WORK INSTRUCTIONS
Print the section of the healthcare marketing passage below that begins with the words "High-quality care, provider" and ends after "currently being delivered.". Keep it word for word.

Enter today's healthcare marketer who is tasked to take on many new challenges in an environment caught between 'what we've always done,' with being charged to find new ways to bring organizations along, find new revenue and counter the disruption.
Fix the culture, please, is the cry from above. Influence operations. Enhance the patient experience. Drive revenue. Oh, and manage brand reputation and keep the competition at bay. And, can you get that done in the next eight weeks before the next board meeting? What!?!
The words, 'change agent' never occupied more meaning and marketing never had more skin in this game. Be careful what you ask for, too. Turnover is rampant, the highest of any leadership position, the result of a clear lack of patience and discipline in many provider organizations.
A reactive business model is not a strategy nor a vision for those wanting to survive. Successful outcomes no longer equate to success. And long-term strategic planning barely exists. Yet, despite those roadblocks, the time is ripe to seize the moment.
Can marketers really take on this challenge and be a catalyst for change and new action?
Short answer...Yes, and happening in many healthcare organizations already.
Growing marketing relationships with IT and access to technology, data, and analytics to target consumers wants and needs based on real models with actionable content that makes sense are all part of their new toolkit and evolved DNA.
While organizational patience is woefully lacking, it's imperative for success. And, leadership is in demand for those willing to break through the perceived safety of status quo thinking and knock down those silos to affect progress.
High-quality care, provider experience, clinical expertise, technology, and data to efficiently manage chronic disease, along with the latest therapies all converge to build a platform for success. The missing ingredients point to meaningful consumer engagement, evolutionary leadership, and a financing formula that prevents total industry revolution -- which by the way rests in the armed hands of the 'patient as consumer' who already has moved demand far beyond what is currently being delivered.
So, asking the question again...would you rather lead or dream up another Nightmare on Elm Street?

DATASET RECORDS
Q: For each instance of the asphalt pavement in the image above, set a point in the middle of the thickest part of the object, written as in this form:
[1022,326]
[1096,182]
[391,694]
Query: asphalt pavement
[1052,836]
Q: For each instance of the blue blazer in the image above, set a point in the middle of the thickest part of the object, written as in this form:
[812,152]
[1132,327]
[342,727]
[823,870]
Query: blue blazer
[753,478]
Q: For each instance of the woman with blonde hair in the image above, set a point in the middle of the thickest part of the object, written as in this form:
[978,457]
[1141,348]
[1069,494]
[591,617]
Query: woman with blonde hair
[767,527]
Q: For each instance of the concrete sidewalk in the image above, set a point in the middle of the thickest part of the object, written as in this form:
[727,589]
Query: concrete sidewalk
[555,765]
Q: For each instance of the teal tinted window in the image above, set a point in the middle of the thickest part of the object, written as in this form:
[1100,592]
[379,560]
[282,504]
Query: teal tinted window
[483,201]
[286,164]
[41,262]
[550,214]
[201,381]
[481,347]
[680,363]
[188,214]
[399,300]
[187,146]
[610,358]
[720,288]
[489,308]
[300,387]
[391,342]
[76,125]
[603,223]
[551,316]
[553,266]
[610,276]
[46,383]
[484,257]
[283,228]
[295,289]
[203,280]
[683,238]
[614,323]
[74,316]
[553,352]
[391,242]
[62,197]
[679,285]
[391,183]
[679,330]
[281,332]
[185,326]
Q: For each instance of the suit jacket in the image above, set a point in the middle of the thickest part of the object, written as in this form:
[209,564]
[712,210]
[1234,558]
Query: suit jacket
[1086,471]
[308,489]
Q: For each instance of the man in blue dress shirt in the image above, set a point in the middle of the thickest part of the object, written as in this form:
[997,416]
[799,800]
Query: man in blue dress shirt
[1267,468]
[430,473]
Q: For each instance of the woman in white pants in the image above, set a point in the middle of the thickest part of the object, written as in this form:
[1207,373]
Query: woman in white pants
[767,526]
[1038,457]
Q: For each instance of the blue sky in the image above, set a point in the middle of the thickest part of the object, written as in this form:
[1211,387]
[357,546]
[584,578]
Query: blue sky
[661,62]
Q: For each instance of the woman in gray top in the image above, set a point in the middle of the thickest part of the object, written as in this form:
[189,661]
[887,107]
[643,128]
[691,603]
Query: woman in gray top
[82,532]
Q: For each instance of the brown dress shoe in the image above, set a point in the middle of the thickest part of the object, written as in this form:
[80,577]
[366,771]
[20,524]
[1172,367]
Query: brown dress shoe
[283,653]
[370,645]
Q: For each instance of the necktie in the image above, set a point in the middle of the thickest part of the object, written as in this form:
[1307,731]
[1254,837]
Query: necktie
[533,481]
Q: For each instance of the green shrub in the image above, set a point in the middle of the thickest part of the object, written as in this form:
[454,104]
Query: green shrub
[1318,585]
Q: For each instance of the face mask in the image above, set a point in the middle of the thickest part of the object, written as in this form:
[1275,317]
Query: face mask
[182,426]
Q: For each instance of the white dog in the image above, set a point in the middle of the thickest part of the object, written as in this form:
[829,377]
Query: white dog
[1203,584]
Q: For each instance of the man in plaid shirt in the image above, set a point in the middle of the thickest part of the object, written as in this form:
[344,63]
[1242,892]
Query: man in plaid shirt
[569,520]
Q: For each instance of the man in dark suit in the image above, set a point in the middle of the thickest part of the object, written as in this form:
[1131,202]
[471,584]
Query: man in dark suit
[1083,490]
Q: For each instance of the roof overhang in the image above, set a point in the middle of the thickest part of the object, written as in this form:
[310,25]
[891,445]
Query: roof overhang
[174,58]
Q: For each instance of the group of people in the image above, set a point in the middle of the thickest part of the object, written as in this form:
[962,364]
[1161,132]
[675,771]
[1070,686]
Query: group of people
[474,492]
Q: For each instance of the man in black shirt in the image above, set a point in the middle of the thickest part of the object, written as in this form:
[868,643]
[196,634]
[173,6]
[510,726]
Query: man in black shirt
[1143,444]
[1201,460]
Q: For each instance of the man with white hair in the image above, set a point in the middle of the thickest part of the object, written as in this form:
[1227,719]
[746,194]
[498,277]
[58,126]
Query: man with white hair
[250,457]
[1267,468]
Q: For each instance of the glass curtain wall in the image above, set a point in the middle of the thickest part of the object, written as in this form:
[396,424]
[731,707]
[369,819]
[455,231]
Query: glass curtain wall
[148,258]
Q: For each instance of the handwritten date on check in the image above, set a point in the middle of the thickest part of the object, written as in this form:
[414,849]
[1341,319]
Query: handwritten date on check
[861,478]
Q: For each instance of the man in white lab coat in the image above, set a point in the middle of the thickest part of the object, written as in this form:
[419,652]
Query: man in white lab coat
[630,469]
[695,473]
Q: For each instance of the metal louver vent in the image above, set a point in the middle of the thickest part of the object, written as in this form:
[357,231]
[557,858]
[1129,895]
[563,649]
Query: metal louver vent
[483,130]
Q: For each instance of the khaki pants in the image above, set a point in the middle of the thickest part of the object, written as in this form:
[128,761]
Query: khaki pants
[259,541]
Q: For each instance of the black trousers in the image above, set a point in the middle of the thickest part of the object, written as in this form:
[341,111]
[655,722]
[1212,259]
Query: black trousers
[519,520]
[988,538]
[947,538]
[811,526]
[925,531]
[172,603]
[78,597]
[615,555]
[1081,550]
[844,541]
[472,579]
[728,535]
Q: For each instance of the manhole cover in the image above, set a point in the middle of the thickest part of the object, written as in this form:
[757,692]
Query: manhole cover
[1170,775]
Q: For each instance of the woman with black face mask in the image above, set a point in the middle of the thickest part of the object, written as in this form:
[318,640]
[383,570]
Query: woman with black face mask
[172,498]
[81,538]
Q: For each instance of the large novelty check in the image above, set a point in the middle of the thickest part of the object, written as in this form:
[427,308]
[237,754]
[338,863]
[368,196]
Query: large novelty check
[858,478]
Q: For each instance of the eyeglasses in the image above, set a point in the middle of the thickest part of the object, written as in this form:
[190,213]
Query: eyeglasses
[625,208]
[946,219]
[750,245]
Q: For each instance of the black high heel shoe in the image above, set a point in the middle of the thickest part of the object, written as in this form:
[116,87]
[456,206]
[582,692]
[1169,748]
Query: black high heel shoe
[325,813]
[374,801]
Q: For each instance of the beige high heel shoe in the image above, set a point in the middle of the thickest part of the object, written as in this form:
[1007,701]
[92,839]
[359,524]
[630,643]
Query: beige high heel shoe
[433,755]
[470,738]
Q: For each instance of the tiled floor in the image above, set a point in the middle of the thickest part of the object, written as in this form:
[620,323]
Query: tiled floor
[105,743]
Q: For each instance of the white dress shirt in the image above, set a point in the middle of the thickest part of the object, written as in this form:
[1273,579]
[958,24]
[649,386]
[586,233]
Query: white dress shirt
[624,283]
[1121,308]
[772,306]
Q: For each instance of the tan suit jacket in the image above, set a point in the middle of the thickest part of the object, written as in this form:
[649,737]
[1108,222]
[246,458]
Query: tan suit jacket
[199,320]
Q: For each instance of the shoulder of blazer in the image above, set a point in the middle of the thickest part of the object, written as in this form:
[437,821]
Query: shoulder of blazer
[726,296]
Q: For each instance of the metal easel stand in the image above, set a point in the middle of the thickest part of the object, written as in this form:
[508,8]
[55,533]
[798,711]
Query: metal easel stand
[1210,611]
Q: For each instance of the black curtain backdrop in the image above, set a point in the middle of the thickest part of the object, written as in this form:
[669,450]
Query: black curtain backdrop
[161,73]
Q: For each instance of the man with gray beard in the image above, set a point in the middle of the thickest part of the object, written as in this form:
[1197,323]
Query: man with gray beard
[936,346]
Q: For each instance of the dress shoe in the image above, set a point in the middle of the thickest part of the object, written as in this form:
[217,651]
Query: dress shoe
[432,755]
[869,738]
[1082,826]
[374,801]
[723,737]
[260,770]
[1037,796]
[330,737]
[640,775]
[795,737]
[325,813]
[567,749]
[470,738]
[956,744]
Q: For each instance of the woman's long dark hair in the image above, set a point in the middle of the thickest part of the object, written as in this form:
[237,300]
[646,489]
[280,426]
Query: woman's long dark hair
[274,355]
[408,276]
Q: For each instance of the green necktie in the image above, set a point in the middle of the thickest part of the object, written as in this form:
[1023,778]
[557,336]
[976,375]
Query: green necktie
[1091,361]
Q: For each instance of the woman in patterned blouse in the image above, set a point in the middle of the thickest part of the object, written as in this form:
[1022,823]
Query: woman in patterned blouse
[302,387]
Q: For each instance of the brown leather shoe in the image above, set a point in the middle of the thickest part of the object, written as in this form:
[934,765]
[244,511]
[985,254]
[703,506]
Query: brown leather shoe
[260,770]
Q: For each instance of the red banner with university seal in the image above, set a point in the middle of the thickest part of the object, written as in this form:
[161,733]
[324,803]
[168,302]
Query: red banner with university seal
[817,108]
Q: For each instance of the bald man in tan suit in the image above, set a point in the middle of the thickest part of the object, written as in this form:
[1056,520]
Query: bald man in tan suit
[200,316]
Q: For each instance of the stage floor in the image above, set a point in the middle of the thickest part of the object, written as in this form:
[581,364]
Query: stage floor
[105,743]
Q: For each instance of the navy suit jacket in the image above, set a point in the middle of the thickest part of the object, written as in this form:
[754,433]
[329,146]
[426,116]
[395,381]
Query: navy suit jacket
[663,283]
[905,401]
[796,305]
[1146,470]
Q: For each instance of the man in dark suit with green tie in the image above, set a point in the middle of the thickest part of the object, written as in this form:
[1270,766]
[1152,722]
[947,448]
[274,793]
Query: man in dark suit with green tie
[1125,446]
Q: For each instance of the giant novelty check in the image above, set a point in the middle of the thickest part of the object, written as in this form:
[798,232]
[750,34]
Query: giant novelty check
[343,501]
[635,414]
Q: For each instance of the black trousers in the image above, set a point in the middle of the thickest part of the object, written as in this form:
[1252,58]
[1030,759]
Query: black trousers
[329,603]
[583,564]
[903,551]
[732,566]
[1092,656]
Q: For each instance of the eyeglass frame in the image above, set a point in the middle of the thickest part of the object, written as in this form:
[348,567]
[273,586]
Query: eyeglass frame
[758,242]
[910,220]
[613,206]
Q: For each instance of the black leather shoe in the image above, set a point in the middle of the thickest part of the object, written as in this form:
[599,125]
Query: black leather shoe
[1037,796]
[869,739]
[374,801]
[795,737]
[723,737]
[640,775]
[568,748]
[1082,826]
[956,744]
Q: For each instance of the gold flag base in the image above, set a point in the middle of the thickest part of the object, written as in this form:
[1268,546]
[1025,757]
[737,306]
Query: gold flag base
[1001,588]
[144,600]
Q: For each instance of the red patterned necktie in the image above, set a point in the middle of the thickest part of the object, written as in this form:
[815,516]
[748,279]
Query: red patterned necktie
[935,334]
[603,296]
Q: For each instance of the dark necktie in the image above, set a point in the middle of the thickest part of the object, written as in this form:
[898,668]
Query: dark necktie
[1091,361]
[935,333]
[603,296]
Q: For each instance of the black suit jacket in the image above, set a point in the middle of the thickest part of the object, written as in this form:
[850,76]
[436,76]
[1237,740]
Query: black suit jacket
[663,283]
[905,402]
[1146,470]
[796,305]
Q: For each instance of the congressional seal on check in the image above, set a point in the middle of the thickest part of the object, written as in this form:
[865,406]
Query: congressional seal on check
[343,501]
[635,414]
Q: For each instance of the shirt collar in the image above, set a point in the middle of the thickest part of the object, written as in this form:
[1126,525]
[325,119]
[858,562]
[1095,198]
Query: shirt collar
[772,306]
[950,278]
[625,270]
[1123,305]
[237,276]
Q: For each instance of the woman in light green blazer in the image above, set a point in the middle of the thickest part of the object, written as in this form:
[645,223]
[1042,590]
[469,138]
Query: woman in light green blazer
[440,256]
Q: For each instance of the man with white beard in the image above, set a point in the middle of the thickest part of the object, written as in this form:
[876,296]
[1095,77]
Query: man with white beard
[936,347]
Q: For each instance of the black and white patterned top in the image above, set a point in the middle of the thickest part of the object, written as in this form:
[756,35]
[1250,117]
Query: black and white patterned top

EXPECTED ANSWER
High-quality care, provider experience, clinical expertise, technology, and data to efficiently manage chronic disease, along with the latest therapies all converge to build a platform for success. The missing ingredients point to meaningful consumer engagement, evolutionary leadership, and a financing formula that prevents total industry revolution -- which by the way rests in the armed hands of the 'patient as consumer' who already has moved demand far beyond what is currently being delivered.